Conforme lição de Ricardo Lobo Torres [18], "o poder de tributar nasce no espaço aberto pelos direitos humanos e por eles é totalmente limitado. O Estado exerce o seu poder tributário sob permanente limitação dos direitos fundamentais e de suas garantias constitucionais"

Dessa forma, o poder tributário exercido pelo Estado deve especial respeito aos direitos fundamentais dos contribuintes e esse respeito não se refere apenas à observância das clássicas limitações constitucionais ao poder de tributar, mas também à utilização do direito tributário como instrumento de mudança social. Tal constatação se deve ao fato de que o tributo não pode ser considerado tão somente uma relação de poder, na qual o Estado se sobrepõe aos seus súditos, ou mesmo como um sacrifício para os cidadãos. Pelo contrário, o tributo deve ser considerado "como o contributo indispensável a uma vida em comum e próspera de todos os membros da comunidade organizada em estado." [19]

No que pertine às técnicas de implementação das ações afirmativas, a doutrina indica que podem ser utilizadas, além do sistema de cotas, o método do estabelecimento de preferências, o sistema de bônus e os incentivos fiscais como instrumento de motivação do setor privado. Nesse sentido, Joaquim B. Barbosa Gomes destaca:

De crucial importância é o uso do poder fiscal, não como mecanismo de aprofundamento da exclusão, como é da nossa tradição, mas como instrumento de dissuasão da discriminação e de emulação de comportamentos (públicos e privados) voltados à erradicação dos efeitos da discriminação de cunho histórico. [20]

Considerando que o Direito Tributário sofre os influxos do Direito Constitucional, é inconteste a possibilidade de se falar em discriminações positivas em matéria tributária. Como afirmou José Ricardo do Nascimento Varejão, "A ação afirmativa em Direito Tributário reflete a dinâmica do tributo em atendimento a sua função social." [21]

Em relação ao sistema constitucional tributário, a norma proclamada no art. 150, II, da Constituição Federal, estabelece ser vedado o tratamento desigual entre contribuintes que se encontrem em situação equivalente. Essa proibição da desigualdade se expressa sob as formas principais de proibição de privilégios odiosos e proibição de discriminação fiscal.
************
__Objetivo 1__.
Transcreva do texto sobre o poder de tributar tudo desde "Considerando que o" até "de discriminação fiscal.".
__Objetivo 2__.
Responda com base no texto sobre o poder de tributar:
(a) Segundo Ricardo Lobo Torres, onde nasce o poder de tributar?
(b) Além do sistema de cotas, quais técnicas de implementação das ações afirmativas a doutrina indica?
(c) Qual dispositivo da Constituição Federal veda o tratamento desigual entre contribuintes em situação equivalente?
__Objetivo 3__.
Continue o texto sobre o poder de tributar a partir do ponto em que ele termina.
Os dados não têm nenhum papel nesta atividade.

__Trecho dos dados__.
************
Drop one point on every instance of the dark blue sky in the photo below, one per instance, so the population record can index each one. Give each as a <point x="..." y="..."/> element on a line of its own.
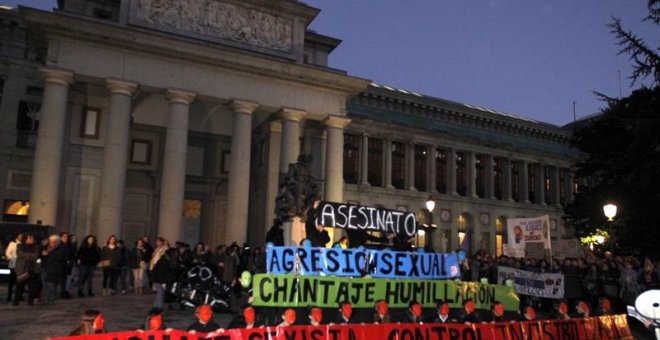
************
__Resposta 1__.
Considerando que o Direito Tributário sofre os influxos do Direito Constitucional, é inconteste a possibilidade de se falar em discriminações positivas em matéria tributária. Como afirmou José Ricardo do Nascimento Varejão, "A ação afirmativa em Direito Tributário reflete a dinâmica do tributo em atendimento a sua função social." [21]

Em relação ao sistema constitucional tributário, a norma proclamada no art. 150, II, da Constituição Federal, estabelece ser vedado o tratamento desigual entre contribuintes que se encontrem em situação equivalente. Essa proibição da desigualdade se expressa sob as formas principais de proibição de privilégios odiosos e proibição de discriminação fiscal.

__Resposta 2__.
(a) No espaço aberto pelos direitos humanos.
(b) O método do estabelecimento de preferências, o sistema de bônus e os incentivos fiscais como instrumento de motivação do setor privado.
(c) O art. 150, II.

__Resposta 3__.
A proibição de privilégios odiosos indica que qualquer discriminação que leve à diminuição ou à exclusão da carga tributária, aumentando a desigualdade entre contribuintes está proibida. Por sua vez, as discriminações fiscais odiosas são desigualdades desarrazoadas que excluem alguém da regra tributária geral ou de um privilégio não-odioso, constituindo ofensa aos direitos humanos do contribuinte. [22]

Se "todos são iguais perante a lei", não será possível a esta reservar tratamento fiscal diverso aos indivíduos que se acham nas mesmas condições, daí se inferindo que não serão toleráveis discriminações nem isenções que não correspondam a critérios razoáveis e compatíveis com o sistema da Constituição. [23]

As ações afirmativas promovidas com esteio nos incentivos fiscais, com o escopo de inclusão social de membros de grupos vulneráveis, não constituem privilégios odiosos, pois têm por objetivo reduzir, e não aumentar, as desigualdades, de forma que prestigiam valores constitucionalmente consagrados, como os objetivos fundamentais da República. Também não se trata de discriminação fiscal odiosa, pois o discrímen é, ou ao menos deve ser, estabelecido com razoabilidade.

O princípio da razoabilidade é um parâmetro de valoração dos atos do Poder Público para aferir se eles estão informados pelo valor justiça [24]. Esse princípio, que mantém uma relação de fungibilidade com o princípio da proporcionalidade, é dividido em três requisitos: a) adequação, que exige que as medidas adotadas pelo Poder Público se mostrem aptas a atingir os objetivos pretendidos; b) necessidade ou exigibilidade, que impõe a verificação da existência de meio menos gravoso para o alcance dos fins pretendidos; c) proporcionalidade em sentido estrito, que é a ponderação entre o ônus imposto e o benefício traduzido, para verificar se é justificável a interferência sobre os direitos dos cidadãos.

A ação afirmativa atende a esses três requisitos de razoabilidade. A adequação é, como visto, um critério de utilização dessas políticas, estando presente quando a medida for apta a corrigir a situação de exclusão, o que é plenamente atendido pelo escopo de inclusão social inerente às ações afirmativas.

Além disso, essas medidas são necessárias para alcançar os objetivos da República traçados constitucionalmente, mormente tendo em vista que o modelo repressivo de combate à discriminação tem se mostrado ineficiente para uma efetiva inclusão social de indivíduos pertencentes a grupos vulneráveis.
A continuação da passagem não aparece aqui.